#### EXTRACTED DATA ####

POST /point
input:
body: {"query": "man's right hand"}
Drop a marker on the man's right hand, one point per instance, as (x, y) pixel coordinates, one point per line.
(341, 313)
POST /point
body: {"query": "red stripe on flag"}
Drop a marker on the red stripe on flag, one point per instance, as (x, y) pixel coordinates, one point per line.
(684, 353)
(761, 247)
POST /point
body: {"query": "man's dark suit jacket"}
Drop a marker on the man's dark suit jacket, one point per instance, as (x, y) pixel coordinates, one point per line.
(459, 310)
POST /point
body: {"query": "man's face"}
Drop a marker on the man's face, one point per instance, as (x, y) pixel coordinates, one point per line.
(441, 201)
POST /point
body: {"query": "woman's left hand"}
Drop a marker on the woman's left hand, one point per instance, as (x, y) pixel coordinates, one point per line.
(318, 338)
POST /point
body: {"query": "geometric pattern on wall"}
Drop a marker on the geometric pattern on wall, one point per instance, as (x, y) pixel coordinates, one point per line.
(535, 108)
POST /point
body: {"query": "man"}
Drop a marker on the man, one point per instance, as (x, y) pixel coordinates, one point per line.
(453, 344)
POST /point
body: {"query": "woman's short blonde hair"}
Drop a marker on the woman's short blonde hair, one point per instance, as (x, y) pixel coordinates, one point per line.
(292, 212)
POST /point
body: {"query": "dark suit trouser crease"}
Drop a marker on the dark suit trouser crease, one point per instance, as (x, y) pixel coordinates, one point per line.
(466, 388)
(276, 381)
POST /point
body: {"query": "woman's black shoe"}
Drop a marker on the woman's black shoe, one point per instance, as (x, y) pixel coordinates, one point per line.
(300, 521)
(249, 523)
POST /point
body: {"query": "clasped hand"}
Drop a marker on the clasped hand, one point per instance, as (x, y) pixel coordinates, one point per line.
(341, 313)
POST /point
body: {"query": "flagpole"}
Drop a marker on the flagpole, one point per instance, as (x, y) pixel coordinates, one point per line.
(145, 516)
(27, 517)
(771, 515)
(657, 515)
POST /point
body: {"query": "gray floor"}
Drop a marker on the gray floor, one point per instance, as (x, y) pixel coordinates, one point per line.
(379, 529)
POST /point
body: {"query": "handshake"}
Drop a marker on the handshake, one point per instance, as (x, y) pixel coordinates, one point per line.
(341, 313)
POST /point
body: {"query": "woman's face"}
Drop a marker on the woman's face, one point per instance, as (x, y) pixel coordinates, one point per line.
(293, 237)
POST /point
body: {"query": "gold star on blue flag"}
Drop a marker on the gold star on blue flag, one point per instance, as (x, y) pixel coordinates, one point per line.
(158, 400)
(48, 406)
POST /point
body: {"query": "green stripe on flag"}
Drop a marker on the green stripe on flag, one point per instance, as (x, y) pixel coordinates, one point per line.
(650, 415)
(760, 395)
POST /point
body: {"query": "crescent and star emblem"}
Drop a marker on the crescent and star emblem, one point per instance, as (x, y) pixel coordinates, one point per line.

####

- **GIVEN EXERCISE**: Output all of the material exactly as written.

- **OUTPUT FOR THIS TASK**:
POST /point
input:
body: {"query": "man's right hand"}
Drop a marker on the man's right hand, one point per instance, as (x, y) pixel coordinates, one point per line.
(341, 313)
POST /point
body: {"query": "red stripe on flag"}
Drop a marker on the red stripe on flag, one point per instance, as (x, y) pixel coordinates, one point per line.
(684, 353)
(761, 247)
POST /point
body: {"query": "man's dark suit jacket"}
Drop a marker on the man's dark suit jacket, one point per instance, as (x, y) pixel coordinates, one point per line.
(459, 310)
POST /point
body: {"query": "man's face"}
Drop a marker on the man's face, one point per instance, as (x, y) pixel coordinates, one point per line.
(441, 201)
POST /point
body: {"query": "woman's left hand"}
Drop a marker on the woman's left hand, one point per instance, as (x, y) pixel coordinates, one point per line.
(318, 338)
POST /point
body: {"query": "geometric pattern on wall"}
Drop a marker on the geometric pattern on wall, one point per instance, as (x, y) pixel coordinates, one point per line.
(535, 108)
POST /point
body: {"query": "man"}
Drop a marker on the man, one point per instance, as (x, y) pixel coordinates, one point per line.
(453, 344)
POST /point
body: {"query": "woman's short blonde hair"}
Drop a marker on the woman's short blonde hair, one point per instance, as (x, y) pixel coordinates, one point per line.
(292, 212)
POST /point
body: {"query": "dark suit trouser crease"}
Drop a marker on the dark suit trouser crease, one point per instance, as (x, y) pixel coordinates, one point per line.
(466, 388)
(276, 381)
POST /point
body: {"query": "woman's black shoe"}
Drop a marker on the woman's black shoe, one point per instance, as (x, y) pixel coordinates, one point per line.
(300, 521)
(249, 523)
POST /point
body: {"query": "clasped hand"}
Drop a marker on the clasped hand, one point per instance, as (x, y) pixel coordinates, one point per line.
(341, 313)
POST /point
body: {"query": "flagpole"}
Drop a marker on the flagpole, one point per instance, as (x, y) pixel coordinates, one point per line.
(145, 516)
(27, 517)
(771, 515)
(657, 515)
POST /point
body: {"query": "gray floor"}
Drop a marker on the gray floor, one point per instance, as (x, y) pixel coordinates, one point per line.
(379, 529)
POST /point
body: {"query": "handshake"}
Drop a marker on the handshake, one point per instance, as (x, y) pixel coordinates, one point per line.
(341, 313)
POST /point
body: {"query": "woman's face"}
Drop a marker on the woman's face, one point per instance, as (x, y) pixel coordinates, one point per line.
(293, 237)
POST /point
body: {"query": "gold star on blue flag"}
Drop a marker on the gold star on blue flag, one point per instance, as (x, y) pixel coordinates, one point per line.
(158, 400)
(48, 406)
POST /point
body: {"query": "green stripe on flag"}
Drop a marker on the green stripe on flag, one point per instance, as (x, y) pixel coordinates, one point per line.
(650, 415)
(760, 395)
POST /point
body: {"query": "crescent and star emblem"}
Drop a marker on the crescent and star emblem, one point per instance, as (x, y) pixel coordinates, one point per line.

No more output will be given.